[Excerpts from point annotation data]
################
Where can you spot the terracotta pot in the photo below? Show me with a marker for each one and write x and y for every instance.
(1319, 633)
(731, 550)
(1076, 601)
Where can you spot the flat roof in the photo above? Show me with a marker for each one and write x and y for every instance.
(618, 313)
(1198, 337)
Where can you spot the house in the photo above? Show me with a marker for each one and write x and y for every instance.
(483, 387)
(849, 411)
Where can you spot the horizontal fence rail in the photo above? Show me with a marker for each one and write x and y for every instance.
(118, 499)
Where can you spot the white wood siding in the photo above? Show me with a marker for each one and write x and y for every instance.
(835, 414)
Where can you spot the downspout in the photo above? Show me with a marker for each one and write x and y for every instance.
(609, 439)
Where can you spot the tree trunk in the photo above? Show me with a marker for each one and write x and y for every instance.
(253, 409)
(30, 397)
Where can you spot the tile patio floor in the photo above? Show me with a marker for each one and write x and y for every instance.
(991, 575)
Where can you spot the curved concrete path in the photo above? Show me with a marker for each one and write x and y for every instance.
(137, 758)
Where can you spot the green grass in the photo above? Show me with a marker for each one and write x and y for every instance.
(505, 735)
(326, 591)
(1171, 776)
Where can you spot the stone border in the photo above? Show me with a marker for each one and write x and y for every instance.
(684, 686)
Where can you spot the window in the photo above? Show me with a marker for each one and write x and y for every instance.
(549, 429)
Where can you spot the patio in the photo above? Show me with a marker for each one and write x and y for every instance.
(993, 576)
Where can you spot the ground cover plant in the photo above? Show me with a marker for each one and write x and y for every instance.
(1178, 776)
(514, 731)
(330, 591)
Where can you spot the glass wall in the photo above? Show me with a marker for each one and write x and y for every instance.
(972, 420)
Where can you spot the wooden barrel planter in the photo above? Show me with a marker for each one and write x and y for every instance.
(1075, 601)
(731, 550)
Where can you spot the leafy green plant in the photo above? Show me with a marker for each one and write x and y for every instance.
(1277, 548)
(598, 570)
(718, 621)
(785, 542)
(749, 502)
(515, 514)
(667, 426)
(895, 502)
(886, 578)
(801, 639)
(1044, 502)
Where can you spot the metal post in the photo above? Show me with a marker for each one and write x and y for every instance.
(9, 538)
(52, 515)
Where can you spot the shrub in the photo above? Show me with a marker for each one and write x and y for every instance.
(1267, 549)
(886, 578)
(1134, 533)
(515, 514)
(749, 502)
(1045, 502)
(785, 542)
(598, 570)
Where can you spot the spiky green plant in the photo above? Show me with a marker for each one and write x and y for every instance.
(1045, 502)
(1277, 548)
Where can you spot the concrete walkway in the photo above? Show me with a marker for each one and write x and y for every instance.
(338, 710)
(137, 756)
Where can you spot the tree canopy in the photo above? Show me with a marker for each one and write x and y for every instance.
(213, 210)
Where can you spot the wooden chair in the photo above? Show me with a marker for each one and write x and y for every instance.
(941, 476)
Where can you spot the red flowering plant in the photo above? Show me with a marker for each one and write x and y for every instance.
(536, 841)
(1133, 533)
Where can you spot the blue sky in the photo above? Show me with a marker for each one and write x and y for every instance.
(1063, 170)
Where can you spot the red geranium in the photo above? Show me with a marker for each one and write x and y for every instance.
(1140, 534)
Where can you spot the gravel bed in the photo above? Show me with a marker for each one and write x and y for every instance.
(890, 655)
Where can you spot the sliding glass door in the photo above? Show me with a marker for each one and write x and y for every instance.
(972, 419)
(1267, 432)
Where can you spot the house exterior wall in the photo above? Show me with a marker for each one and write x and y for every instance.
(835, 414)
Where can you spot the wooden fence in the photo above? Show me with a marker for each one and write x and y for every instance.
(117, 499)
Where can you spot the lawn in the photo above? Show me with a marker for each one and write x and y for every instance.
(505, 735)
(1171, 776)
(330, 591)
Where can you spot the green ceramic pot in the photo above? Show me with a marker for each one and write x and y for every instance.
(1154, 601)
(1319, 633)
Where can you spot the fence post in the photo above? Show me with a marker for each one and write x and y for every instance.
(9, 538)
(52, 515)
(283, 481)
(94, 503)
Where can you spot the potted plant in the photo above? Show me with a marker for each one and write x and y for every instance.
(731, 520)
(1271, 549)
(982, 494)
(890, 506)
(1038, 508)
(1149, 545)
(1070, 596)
################
__What you should do__
Repeat exactly the lines above from the line that contains "Where can you spot the wooden chair" through the end. Include both of these ends; leave out everything else.

__Solved exercise__
Where can you spot the wooden chair in the photo above? Show me with a marker for each one and write x and y for every instance.
(941, 476)
Where can you spot the red flowering plant in the photo above? Show me with a marker for each one and write x and y for every instance.
(536, 841)
(1133, 533)
Where can you spot the blue sky in the photo above? Show me with a marker for each one and write x and y for every instance.
(1063, 170)
Where can you spot the red geranium in the photo above? Show me with a marker for each one and write x and y for every instance.
(1140, 534)
Where can you spot the gravel bed in the photo above? Show me with a marker for each one and write x and y for every instance.
(890, 655)
Where can you spot the sliding glass door in the photo above? Show me with a marker for each one and write x and y for every instance.
(972, 419)
(1267, 432)
Where can you spot the house exterior wall in the photo above? Show me with a marker for each one and write x and y for every instance.
(835, 414)
Where can you spot the wooden fence in the photo above? Show me with a marker for each one and write x and y for every instance.
(117, 499)
Where can you spot the lawn in the photo above? Show me with a marker for each one and write x and y for every instance.
(505, 735)
(1171, 776)
(330, 591)
Where can you spot the green ceramic pot in the photo above? Show me with a marker for each one and write x and y for every instance.
(1154, 601)
(1319, 633)
Where can you spot the fence post in the photo above? Show me with a marker for each one and write x and y for every instance.
(9, 538)
(52, 515)
(283, 481)
(94, 503)
Where can you spot the potted plant in the photo above? Show me with a marker for each one and write x and y for every instance.
(731, 520)
(1271, 549)
(982, 494)
(890, 506)
(1038, 508)
(1149, 545)
(1070, 596)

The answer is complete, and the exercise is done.